[Object detection data]
--------

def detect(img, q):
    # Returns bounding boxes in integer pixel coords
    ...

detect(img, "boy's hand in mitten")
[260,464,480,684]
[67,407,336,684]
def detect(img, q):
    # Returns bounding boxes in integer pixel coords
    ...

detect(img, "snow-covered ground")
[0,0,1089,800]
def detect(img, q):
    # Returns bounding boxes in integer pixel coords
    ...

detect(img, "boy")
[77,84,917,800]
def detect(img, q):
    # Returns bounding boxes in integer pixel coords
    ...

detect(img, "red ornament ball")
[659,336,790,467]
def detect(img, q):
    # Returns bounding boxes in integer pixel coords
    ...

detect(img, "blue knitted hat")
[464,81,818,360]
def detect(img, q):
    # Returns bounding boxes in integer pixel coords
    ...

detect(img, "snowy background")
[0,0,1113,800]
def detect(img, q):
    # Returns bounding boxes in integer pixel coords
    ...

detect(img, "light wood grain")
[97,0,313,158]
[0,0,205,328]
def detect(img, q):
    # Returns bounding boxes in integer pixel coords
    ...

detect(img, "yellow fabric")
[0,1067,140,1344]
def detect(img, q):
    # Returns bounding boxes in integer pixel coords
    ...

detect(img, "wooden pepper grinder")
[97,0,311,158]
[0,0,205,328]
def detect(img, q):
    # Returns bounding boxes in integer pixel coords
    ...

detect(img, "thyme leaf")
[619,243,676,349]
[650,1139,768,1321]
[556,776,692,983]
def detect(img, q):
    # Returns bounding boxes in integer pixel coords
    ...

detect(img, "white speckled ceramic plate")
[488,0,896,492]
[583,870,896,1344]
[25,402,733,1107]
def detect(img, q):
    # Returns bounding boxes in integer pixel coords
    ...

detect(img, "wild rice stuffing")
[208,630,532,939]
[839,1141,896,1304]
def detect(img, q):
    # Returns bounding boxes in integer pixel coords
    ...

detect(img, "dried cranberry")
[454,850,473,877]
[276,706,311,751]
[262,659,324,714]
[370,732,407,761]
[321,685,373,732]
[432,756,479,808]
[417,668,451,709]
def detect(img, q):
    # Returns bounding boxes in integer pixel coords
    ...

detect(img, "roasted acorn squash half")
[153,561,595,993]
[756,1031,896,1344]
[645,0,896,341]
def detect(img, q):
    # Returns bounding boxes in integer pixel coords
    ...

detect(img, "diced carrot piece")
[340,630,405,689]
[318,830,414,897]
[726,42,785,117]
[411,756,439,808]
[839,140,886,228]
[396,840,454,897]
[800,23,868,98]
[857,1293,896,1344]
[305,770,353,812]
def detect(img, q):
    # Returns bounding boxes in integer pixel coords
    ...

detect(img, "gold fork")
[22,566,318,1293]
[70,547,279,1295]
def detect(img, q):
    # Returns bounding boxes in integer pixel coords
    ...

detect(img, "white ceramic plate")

--------

# [Set exercise]
Copy these lines again, swapping every "ceramic plate" for "porcelain plate" and leaving all else untouched.

# [Result of this exercise]
def detect(img, q):
    # Returns bounding boxes in integer pixel coords
    ...

detect(img, "boy's hand in mitten")
[260,464,480,684]
[67,407,336,684]
def detect(img, q):
    # Returns bounding boxes in integer pixel coords
    ...

detect(img, "snow-covered ground")
[0,0,1089,800]
def detect(img, q):
    # Returns bounding boxes in integer pixel coords
    ...

detect(img, "boy")
[77,84,917,800]
def detect(img, q):
    # Returns bounding boxes in integer pixel coords
    ...

detect(img, "red ornament ball")
[659,336,790,467]
def detect(img, q):
    # Returns bounding boxes in integer pixel coords
    ...

detect(img, "blue knitted hat")
[464,81,818,360]
def detect(img, q):
    # Returns bounding boxes in integer pixel coords
    ...

detect(img, "snowy background")
[0,0,1113,800]
def detect(img, q):
    # Returns bounding boxes in integer pixel coords
    ...

detect(img, "light wood grain")
[97,0,313,158]
[0,0,205,328]
def detect(img, q):
    # Returns bounding boxes in integer pixel coords
    ...

detect(img, "yellow fabric")
[0,1067,140,1344]
def detect(img, q):
    # Returns bounding boxes in integer pixel coords
    ...

detect(img, "wooden pepper grinder")
[97,0,311,158]
[0,0,205,328]
def detect(img, q):
    # Returns bounding boxes in integer pixel coords
    ...

detect(img, "thyme leaf")
[619,243,676,349]
[650,1139,768,1321]
[556,776,692,983]
def detect(img, q):
    # Returns bounding boxes in integer pixel coords
    ...

detect(img, "white speckled porcelain plate")
[488,0,896,492]
[583,870,896,1344]
[25,402,733,1107]
def detect(img, q):
    # Returns bounding boxes in integer pixel coords
    ...

detect(img, "wild rice stuffing")
[208,630,532,939]
[839,1141,896,1304]
def detect(img, q):
    # Returns bounding boxes in integer pixel coords
    ...

detect(img, "dried cranberry")
[454,850,473,877]
[276,706,311,751]
[262,659,324,714]
[370,732,407,761]
[321,685,373,732]
[432,756,479,808]
[417,668,451,709]
def detect(img, q):
    # Returns bounding boxes in integer pixel coords
    ...

detect(img, "roasted acorn squash half")
[153,561,595,993]
[756,1031,896,1344]
[645,0,896,341]
def detect(img, q):
    # Returns bounding boxes in integer pixel coords
    ...

detect(img, "diced carrot piece")
[340,630,405,689]
[318,830,414,897]
[726,42,785,117]
[411,756,439,808]
[839,140,886,228]
[396,840,454,897]
[800,23,868,98]
[857,1293,896,1344]
[305,770,353,812]
def detect(img, q):
    # Returns bounding boxes in integer pixel coords
    ...

detect(img, "gold fork")
[22,566,318,1293]
[70,547,279,1295]
def detect(img, q):
    # Returns bounding boxes in integer pixel coords
    ...

detect(img, "white porcelain plate")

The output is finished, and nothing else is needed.